■ **Exercise details**
Extract, verbatim, all lines starting at the one containing "of the man's" and ending with the final line of the listing, and no others.

■ **Data for this exercise**

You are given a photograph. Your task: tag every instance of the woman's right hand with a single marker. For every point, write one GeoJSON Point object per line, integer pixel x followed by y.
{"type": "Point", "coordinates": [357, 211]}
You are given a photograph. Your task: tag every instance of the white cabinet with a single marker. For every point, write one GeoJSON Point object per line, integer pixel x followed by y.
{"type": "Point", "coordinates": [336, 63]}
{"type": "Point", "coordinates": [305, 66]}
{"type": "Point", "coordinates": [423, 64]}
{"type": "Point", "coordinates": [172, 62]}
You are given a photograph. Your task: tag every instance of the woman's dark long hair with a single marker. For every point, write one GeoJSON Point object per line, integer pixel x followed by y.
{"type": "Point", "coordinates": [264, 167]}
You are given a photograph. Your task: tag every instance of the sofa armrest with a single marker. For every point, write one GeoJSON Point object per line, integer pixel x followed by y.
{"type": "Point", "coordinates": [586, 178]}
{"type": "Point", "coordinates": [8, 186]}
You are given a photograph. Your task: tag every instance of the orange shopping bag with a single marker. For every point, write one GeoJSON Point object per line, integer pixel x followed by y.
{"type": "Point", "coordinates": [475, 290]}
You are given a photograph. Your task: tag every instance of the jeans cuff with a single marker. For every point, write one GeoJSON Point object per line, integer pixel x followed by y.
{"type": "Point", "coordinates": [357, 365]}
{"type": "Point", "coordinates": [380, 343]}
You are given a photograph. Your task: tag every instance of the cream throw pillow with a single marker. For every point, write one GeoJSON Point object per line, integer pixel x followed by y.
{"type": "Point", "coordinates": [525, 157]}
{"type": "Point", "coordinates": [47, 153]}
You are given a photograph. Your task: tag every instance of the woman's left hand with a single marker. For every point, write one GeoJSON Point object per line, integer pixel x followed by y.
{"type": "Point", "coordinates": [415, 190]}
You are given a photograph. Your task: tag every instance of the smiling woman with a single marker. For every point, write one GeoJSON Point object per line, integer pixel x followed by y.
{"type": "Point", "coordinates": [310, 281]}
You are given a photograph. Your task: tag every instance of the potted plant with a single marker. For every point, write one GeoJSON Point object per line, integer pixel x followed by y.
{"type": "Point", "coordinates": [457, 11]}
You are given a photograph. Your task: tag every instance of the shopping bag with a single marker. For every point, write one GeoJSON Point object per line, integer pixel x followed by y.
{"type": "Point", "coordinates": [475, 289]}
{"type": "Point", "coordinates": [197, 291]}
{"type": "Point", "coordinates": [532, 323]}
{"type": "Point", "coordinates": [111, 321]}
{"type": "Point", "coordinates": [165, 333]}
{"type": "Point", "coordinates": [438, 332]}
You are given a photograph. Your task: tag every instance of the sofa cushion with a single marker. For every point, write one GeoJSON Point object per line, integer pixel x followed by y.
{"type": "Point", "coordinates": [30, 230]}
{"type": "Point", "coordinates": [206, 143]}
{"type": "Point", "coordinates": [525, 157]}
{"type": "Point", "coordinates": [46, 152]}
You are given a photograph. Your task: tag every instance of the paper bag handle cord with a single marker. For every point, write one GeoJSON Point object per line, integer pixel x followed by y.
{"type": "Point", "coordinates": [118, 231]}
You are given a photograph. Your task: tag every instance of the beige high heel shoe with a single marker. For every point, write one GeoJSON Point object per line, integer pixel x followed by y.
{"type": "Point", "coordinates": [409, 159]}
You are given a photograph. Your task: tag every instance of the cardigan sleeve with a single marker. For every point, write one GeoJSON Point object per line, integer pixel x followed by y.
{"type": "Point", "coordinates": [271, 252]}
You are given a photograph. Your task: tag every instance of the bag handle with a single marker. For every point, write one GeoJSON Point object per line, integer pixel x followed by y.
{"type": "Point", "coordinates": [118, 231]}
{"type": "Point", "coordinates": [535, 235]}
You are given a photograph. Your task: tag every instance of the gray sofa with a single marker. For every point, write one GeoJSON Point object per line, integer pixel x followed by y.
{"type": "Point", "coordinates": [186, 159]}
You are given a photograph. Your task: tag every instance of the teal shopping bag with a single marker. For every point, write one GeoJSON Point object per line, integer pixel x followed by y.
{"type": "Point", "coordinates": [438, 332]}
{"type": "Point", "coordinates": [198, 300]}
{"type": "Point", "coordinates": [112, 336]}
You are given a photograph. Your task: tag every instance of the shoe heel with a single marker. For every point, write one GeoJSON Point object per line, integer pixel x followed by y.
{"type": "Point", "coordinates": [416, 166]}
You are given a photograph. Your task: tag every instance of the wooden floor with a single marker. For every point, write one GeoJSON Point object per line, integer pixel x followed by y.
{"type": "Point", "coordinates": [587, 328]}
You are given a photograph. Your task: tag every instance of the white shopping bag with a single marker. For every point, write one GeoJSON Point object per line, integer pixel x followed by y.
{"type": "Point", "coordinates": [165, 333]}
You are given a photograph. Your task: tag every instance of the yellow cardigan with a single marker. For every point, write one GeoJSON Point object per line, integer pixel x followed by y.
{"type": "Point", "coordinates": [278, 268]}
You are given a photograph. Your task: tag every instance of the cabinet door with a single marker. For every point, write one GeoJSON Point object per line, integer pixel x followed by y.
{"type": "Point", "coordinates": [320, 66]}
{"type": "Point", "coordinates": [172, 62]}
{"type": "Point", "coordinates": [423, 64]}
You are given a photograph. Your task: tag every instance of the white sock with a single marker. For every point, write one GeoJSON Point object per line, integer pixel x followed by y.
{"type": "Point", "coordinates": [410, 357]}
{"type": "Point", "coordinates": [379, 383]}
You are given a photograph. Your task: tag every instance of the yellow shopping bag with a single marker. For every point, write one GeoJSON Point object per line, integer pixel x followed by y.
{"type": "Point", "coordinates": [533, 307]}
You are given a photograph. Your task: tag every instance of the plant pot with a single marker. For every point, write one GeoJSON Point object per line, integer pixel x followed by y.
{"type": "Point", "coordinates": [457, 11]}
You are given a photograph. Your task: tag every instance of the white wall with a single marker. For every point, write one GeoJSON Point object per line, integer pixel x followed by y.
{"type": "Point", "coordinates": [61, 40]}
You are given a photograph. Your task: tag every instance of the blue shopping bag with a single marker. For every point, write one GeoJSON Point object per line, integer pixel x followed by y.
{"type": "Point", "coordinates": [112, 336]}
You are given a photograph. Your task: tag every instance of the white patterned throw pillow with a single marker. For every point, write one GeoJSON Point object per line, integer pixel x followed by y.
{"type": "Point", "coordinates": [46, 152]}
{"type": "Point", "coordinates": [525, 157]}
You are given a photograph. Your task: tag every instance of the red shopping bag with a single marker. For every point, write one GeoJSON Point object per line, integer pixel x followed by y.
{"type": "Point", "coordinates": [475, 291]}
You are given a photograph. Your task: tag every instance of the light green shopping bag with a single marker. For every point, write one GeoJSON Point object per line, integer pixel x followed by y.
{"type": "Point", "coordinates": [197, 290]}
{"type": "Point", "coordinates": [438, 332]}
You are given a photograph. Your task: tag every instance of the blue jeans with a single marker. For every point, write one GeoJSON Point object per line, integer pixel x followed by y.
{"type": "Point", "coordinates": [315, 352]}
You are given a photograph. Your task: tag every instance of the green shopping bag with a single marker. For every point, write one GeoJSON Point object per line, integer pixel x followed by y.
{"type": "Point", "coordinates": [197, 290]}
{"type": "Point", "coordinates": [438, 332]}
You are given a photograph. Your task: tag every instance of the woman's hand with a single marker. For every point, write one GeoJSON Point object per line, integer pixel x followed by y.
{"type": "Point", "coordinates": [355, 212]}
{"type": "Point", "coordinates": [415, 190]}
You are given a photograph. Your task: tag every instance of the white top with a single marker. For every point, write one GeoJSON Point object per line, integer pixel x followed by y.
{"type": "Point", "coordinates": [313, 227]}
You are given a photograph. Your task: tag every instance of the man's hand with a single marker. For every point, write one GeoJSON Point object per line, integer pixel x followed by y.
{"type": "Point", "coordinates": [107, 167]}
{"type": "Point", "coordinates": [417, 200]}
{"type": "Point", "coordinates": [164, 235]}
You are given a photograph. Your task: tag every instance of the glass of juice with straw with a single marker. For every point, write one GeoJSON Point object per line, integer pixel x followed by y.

■ **Task result**
You are given a photograph. Your task: tag every instance of the man's hand with a single marker. For every point, write one GeoJSON Point object per line, integer pixel x followed by y.
{"type": "Point", "coordinates": [107, 167]}
{"type": "Point", "coordinates": [417, 200]}
{"type": "Point", "coordinates": [164, 235]}
You are given a photograph. Your task: tag every instance of the glass of juice with straw with a single marker. For every point, write one GeoJSON Point object per line, integer pixel x followed by y.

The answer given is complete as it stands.